2020-08-20 Thread Peter Psenak

Olivier,

On 20/08/2020 16:25, olivier.dug...@orange.com wrote:

Peter,

Le 20/08/2020 à 14:12, Peter Psenak a écrit :

Hi Olivier,

On 20/08/2020 13:58, olivier.dug...@orange.com wrote:

Hi Peter,

Thank for the new version.

Le 19/08/2020 à 14:00, Peter Psenak a écrit :
Olivier, 

[ ... ]
So, to speed up the deployment, I would prefer a reference to a 
delay value that could be advertise by means of RFC7471, RFC8570 
and/or TE-App draft. It is then up to the operator to ensure the 
coherency of what it is announced in its network by the different 
routers.


I know you don't like the app specific link advertisement, but I'm 
afraid what you ask for is absolutely wrong.


We defined the ASLA encoding to address a real problems for 
advertising the link attributes. We allow the link attributes to be 
advertised in both legacy and ASLA advertisement for legacy 
application (RSVP-TE, SRTE) to address the backward compatibility. 
Flex-algo is a new application, there is absolutely no need to use 
the legacy advertisement. Doing so would just extend the problem to 
the flex-algo application.


Regarding the new version you provided, new section 5.1 (for IS-IS) 
and section 5.2 (for OSPF) mention respectively RFC 8570 and RFC 7471 
for the definition of Min delay and TE metric which is fine for me. 
But, they also made reference to draft isis-te-app, respectively 
ospf-te-link-attr-reuse to encode these value. 


that's what people were asking for. And it is right because we are 
mandating the usage of ALSA encoding for any flex-algo related link 
attributes.


Here, it is confusing. 


I don't see how much more clear we can make it.

Indeed, RFC 8570 and RFC 7471 also define the way to encode TE metric 
and Min delay.

**REQUESTS**
A: Echo the flex-algo email thread from "I know you don't" up to and including "5.1 (for IS-IS)".
B: In the flex-algo email thread, which RFC does the new section 5.1 mention for IS-IS, and which does section 5.2 mention for OSPF, for the definition of Min delay and TE metric?
C: List every date and time given in the attribution lines that introduce quoted messages in the flex-algo email thread.
The position identification records are separate material and have no connection to the flex-algo email thread.

Position identification records
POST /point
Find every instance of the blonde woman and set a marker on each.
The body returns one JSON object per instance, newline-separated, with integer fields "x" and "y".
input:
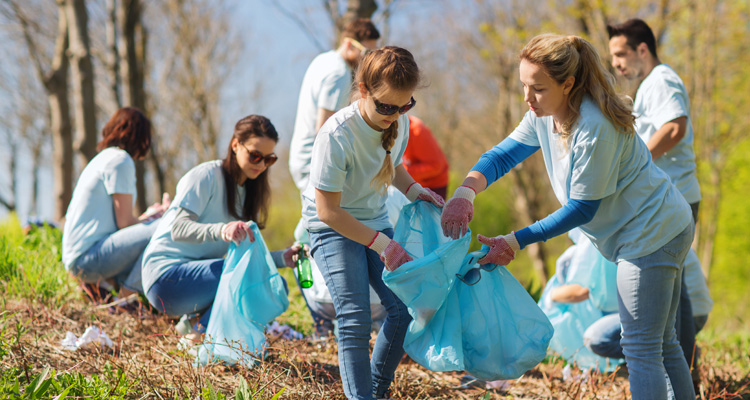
{"x": 603, "y": 176}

**RESULTS**
A:
I know you don't like the app specific link advertisement, but I'm 
afraid what you ask for is absolutely wrong.


We defined the ASLA encoding to address a real problems for 
advertising the link attributes. We allow the link attributes to be 
advertised in both legacy and ASLA advertisement for legacy 
application (RSVP-TE, SRTE) to address the backward compatibility. 
Flex-algo is a new application, there is absolutely no need to use 
the legacy advertisement. Doing so would just extend the problem to 
the flex-algo application.


Regarding the new version you provided, new section 5.1 (for IS-IS)

B: Section 5.1 (IS-IS) mentions RFC 8570, and section 5.2 (OSPF) mentions RFC 7471.

C:
- 20/08/2020 16:25
- 20/08/2020 14:12
- 20/08/2020 13:58
- 19/08/2020 14:00